--- start of Source records ---

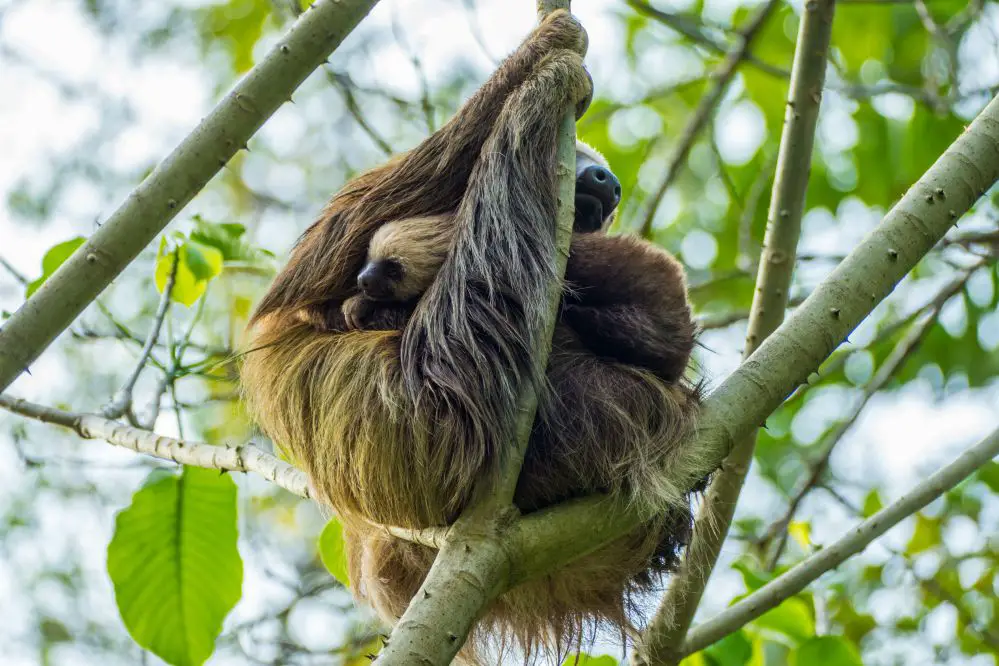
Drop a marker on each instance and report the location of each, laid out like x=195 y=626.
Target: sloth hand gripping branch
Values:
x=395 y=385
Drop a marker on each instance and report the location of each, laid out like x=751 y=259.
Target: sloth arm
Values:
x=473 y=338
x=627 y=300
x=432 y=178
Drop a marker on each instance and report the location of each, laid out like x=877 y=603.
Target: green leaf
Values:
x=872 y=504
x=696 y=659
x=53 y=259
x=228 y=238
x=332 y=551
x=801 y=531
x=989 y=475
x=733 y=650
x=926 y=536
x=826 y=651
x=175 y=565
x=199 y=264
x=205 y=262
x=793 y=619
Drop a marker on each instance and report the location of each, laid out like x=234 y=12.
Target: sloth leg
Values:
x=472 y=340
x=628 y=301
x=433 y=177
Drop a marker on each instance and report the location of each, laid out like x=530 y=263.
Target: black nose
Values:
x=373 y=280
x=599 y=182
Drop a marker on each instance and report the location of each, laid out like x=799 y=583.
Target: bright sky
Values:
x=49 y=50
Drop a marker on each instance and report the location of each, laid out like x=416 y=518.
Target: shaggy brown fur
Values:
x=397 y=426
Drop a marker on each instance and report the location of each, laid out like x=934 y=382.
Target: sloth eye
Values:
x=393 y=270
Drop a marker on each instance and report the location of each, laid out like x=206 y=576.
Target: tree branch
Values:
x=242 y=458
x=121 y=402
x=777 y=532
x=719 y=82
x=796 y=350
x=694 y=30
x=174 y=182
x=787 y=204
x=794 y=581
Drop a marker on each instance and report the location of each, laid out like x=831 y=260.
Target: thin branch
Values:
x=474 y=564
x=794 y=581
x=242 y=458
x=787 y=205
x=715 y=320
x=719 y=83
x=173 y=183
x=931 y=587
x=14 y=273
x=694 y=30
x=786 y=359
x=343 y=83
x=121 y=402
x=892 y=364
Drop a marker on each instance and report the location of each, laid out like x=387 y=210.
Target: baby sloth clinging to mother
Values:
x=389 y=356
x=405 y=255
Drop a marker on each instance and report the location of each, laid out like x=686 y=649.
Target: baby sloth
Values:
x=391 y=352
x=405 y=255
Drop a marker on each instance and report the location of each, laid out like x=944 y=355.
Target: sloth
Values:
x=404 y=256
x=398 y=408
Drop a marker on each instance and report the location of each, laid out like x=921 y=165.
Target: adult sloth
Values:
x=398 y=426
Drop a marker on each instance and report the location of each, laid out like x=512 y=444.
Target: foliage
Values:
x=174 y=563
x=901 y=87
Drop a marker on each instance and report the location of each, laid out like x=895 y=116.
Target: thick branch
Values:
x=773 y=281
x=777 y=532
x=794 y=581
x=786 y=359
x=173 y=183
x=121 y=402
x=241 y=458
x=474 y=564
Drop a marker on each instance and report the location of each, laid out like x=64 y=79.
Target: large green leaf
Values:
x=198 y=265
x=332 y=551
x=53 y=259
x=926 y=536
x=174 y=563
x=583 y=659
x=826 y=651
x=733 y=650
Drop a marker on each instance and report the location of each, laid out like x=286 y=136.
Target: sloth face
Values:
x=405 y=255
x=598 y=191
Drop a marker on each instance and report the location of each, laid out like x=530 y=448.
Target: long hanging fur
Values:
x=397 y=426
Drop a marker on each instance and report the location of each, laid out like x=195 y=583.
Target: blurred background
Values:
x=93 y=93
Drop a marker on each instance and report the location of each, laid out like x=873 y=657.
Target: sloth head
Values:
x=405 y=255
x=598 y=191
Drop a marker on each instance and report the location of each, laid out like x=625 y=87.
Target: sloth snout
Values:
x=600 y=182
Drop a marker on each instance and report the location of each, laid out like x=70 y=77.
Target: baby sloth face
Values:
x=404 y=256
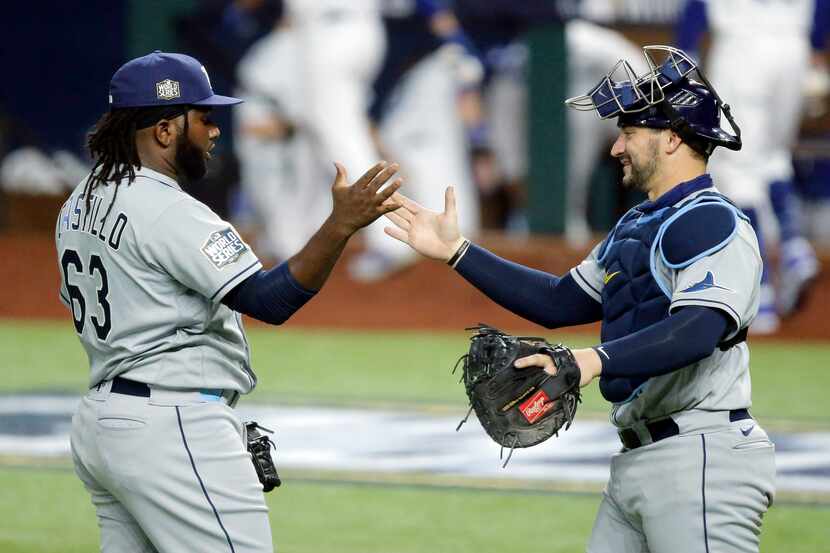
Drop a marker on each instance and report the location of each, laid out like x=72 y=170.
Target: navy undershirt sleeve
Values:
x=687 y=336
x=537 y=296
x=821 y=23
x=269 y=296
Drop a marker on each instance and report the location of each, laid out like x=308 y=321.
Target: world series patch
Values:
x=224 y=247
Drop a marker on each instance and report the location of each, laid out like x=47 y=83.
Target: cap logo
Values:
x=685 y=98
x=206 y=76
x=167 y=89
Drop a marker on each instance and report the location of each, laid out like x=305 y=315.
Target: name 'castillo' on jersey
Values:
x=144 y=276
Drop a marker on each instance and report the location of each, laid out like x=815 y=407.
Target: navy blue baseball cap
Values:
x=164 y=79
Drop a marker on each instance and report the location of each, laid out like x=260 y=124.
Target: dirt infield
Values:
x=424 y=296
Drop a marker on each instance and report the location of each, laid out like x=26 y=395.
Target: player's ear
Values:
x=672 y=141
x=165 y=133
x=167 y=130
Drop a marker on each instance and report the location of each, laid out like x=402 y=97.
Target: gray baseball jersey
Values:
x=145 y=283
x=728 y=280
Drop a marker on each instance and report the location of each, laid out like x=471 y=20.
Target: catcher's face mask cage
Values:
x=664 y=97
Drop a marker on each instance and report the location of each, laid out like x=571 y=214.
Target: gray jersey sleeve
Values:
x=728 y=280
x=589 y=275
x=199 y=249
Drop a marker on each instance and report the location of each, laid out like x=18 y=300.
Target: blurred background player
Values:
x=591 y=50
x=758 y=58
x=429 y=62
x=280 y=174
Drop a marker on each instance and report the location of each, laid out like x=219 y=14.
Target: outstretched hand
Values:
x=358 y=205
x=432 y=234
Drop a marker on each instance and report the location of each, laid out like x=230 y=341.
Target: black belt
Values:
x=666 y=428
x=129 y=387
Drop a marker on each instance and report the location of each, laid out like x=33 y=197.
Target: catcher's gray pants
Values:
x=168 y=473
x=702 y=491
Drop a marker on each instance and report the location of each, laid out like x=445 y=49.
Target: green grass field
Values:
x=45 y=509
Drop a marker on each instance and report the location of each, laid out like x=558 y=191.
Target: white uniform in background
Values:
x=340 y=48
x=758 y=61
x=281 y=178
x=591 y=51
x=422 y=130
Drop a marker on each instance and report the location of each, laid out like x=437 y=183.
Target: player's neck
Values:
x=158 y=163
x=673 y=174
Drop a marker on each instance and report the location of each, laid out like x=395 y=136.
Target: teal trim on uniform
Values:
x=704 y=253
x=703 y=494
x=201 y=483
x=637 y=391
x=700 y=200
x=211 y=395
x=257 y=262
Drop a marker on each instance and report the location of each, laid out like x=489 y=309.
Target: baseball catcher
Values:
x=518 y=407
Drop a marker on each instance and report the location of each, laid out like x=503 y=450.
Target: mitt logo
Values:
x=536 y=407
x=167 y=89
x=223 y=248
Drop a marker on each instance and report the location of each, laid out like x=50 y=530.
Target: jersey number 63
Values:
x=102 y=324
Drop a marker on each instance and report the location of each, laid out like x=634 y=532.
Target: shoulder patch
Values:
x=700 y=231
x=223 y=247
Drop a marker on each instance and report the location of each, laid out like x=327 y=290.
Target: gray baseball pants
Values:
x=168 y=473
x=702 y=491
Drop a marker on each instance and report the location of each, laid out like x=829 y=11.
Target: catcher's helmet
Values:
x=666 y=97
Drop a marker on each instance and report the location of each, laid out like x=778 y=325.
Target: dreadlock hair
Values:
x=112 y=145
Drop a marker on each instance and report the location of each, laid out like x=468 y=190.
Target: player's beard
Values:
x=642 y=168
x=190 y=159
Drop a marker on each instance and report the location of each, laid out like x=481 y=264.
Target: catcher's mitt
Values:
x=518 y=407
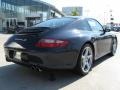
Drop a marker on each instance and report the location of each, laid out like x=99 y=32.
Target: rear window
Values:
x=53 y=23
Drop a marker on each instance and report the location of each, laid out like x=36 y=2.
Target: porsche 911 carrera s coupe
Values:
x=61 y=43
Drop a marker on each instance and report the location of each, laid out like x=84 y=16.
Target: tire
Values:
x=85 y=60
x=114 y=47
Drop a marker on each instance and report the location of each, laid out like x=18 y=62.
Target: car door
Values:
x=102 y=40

--- end of Source records ---

Starting at the line containing "like x=751 y=259." and ending at the line containing "x=793 y=619", rewrite that stretch of the material with "green leaf" switched to "tropical leaf" and everything else left unchanged. Return only those lines.

Drop a marker on each instance and report the location of each, laid out like x=751 y=259.
Target: sloth arm
Values:
x=473 y=338
x=627 y=300
x=432 y=178
Drop a marker on each instance and report the location of each, laid out like x=877 y=603.
Target: tropical leaf
Values:
x=872 y=504
x=696 y=659
x=53 y=259
x=228 y=238
x=332 y=551
x=801 y=531
x=989 y=475
x=733 y=650
x=926 y=536
x=826 y=651
x=175 y=565
x=199 y=264
x=205 y=262
x=793 y=619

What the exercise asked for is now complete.